### RECORDS PROVIDED
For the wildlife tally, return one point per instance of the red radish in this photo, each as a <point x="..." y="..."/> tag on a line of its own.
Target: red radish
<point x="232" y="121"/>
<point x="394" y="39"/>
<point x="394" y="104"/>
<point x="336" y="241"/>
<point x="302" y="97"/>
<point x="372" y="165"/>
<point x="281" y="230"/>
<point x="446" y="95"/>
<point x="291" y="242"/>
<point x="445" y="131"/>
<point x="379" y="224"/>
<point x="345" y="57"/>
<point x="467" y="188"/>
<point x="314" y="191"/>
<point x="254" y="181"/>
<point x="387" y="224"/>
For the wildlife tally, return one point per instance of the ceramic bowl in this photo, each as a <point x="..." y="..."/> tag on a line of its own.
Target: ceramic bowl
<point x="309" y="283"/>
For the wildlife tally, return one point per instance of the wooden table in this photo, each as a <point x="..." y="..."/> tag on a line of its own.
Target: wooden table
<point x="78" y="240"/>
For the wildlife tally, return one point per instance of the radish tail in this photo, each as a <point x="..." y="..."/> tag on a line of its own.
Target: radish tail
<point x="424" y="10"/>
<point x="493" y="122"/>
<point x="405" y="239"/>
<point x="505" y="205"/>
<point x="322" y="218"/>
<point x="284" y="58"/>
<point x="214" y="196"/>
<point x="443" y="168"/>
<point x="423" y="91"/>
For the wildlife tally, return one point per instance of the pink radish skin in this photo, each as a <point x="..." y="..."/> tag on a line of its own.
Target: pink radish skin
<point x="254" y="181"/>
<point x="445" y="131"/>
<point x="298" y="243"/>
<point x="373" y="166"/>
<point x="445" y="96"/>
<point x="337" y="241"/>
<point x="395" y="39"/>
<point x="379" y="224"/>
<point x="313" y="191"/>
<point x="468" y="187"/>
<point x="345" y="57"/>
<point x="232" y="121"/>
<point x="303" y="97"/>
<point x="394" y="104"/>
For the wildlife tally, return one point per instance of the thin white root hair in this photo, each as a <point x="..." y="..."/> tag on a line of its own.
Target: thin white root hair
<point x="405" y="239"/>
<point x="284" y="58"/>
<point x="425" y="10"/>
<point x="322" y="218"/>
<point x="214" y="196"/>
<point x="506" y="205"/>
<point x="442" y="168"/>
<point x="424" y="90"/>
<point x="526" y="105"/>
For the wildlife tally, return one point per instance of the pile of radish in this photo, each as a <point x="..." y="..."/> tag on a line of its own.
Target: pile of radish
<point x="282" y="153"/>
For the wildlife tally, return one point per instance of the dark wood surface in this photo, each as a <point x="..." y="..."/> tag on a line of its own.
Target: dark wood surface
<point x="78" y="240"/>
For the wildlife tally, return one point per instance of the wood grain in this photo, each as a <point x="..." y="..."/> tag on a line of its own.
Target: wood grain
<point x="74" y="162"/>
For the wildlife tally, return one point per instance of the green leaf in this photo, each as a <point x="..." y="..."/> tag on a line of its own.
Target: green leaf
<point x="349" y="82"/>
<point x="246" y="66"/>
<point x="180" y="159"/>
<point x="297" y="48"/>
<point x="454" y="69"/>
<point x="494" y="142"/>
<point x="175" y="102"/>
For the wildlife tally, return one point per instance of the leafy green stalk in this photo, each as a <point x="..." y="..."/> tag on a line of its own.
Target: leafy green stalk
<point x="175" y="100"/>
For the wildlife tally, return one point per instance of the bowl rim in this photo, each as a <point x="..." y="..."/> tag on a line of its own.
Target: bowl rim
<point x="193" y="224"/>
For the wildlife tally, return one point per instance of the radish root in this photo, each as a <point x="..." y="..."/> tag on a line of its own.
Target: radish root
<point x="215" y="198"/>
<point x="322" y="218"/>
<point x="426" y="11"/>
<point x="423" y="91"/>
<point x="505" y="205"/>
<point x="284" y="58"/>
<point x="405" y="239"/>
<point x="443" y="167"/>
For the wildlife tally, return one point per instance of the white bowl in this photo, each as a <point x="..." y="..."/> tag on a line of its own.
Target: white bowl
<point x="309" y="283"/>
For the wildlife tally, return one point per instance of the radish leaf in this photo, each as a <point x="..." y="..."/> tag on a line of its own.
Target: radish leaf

### WHAT THE TASK REQUIRES
The full listing, retyped exactly, is the expected answer.

### EXPECTED ANSWER
For the wildlife tally, return one point per instance of the red radish in this photo, each as a <point x="..." y="..."/> tag on a line of its own.
Target: red radish
<point x="232" y="121"/>
<point x="394" y="39"/>
<point x="394" y="104"/>
<point x="336" y="241"/>
<point x="302" y="97"/>
<point x="372" y="165"/>
<point x="281" y="230"/>
<point x="446" y="95"/>
<point x="291" y="242"/>
<point x="445" y="131"/>
<point x="379" y="224"/>
<point x="345" y="57"/>
<point x="467" y="188"/>
<point x="314" y="191"/>
<point x="254" y="181"/>
<point x="387" y="224"/>
For the wildlife tally, return one point per instance of the ceramic bowl in this photo, each as a <point x="..." y="..."/> tag on a line of its own.
Target: ceramic bowl
<point x="309" y="283"/>
For the wildlife tally, return one point per instance of the wooden table in this photo, each as a <point x="..." y="..."/> tag on a line of its own.
Target: wooden table
<point x="78" y="240"/>
For the wildlife tally, return one point per instance of the radish tail in this photo, each as a <point x="..." y="..."/> tag on a line of its own.
Target: radish tail
<point x="424" y="10"/>
<point x="493" y="122"/>
<point x="405" y="239"/>
<point x="505" y="205"/>
<point x="322" y="218"/>
<point x="284" y="58"/>
<point x="214" y="196"/>
<point x="443" y="168"/>
<point x="423" y="91"/>
For the wildlife tally, return one point per instance of the pink radish skin in this photo, each as a <point x="..." y="..."/> tag on a line of its own.
Target: pink radish skin
<point x="254" y="181"/>
<point x="445" y="131"/>
<point x="298" y="243"/>
<point x="373" y="166"/>
<point x="445" y="96"/>
<point x="337" y="241"/>
<point x="395" y="39"/>
<point x="379" y="224"/>
<point x="313" y="191"/>
<point x="468" y="187"/>
<point x="345" y="57"/>
<point x="232" y="121"/>
<point x="303" y="97"/>
<point x="394" y="104"/>
For the wildlife tally, return one point per instance of the thin white root hair in this photo, each as a <point x="..." y="..."/> tag on a line of its own.
Target: thin white root hair
<point x="405" y="239"/>
<point x="284" y="58"/>
<point x="425" y="10"/>
<point x="322" y="218"/>
<point x="214" y="196"/>
<point x="506" y="205"/>
<point x="442" y="168"/>
<point x="424" y="90"/>
<point x="526" y="105"/>
For the wildlife tally, return one point per instance of the pile of radish in this photo, each as a <point x="..." y="..."/> tag on a line of its own.
Target: pile of radish
<point x="282" y="153"/>
For the wildlife tally, return one point per instance of the dark wood surface in this photo, each as a <point x="..." y="..."/> tag on a line of its own.
Target: dark wood surface
<point x="78" y="240"/>
For the wildlife tally, return one point per instance of the wood grain in this photo, each as a <point x="..." y="..."/> tag on a line of its own.
Target: wood grain
<point x="74" y="162"/>
For the wildlife tally, return one point per instance of the green leaf in this photo, each as a <point x="..." y="..."/> tag on a line of its own.
Target: green leaf
<point x="349" y="82"/>
<point x="246" y="66"/>
<point x="180" y="159"/>
<point x="297" y="48"/>
<point x="454" y="69"/>
<point x="494" y="142"/>
<point x="175" y="102"/>
For the wildlife tally, return one point per instance of the leafy green stalk in this photo, each as a <point x="..." y="..."/> tag on a line of its own.
Target: leafy green stalk
<point x="175" y="100"/>
For the wildlife tally, return one point per instance of the bowl rim in this photo, each as a <point x="..." y="..."/> tag on a line of its own.
Target: bowl rim
<point x="193" y="224"/>
For the wildlife tally, return one point per instance of the radish root in this photo, each as a <point x="..." y="..."/> tag on a line of its own.
Target: radish root
<point x="215" y="198"/>
<point x="322" y="218"/>
<point x="426" y="11"/>
<point x="423" y="91"/>
<point x="505" y="205"/>
<point x="284" y="58"/>
<point x="405" y="239"/>
<point x="443" y="167"/>
For the wildlife tally, return one point per instance of the white bowl in this photo, each as a <point x="..." y="..."/> tag on a line of its own.
Target: white bowl
<point x="309" y="283"/>
For the wildlife tally, return one point per instance of the radish leaf in this photo, each as a <point x="..." y="..."/> tag on a line of its own.
Target: radish leaf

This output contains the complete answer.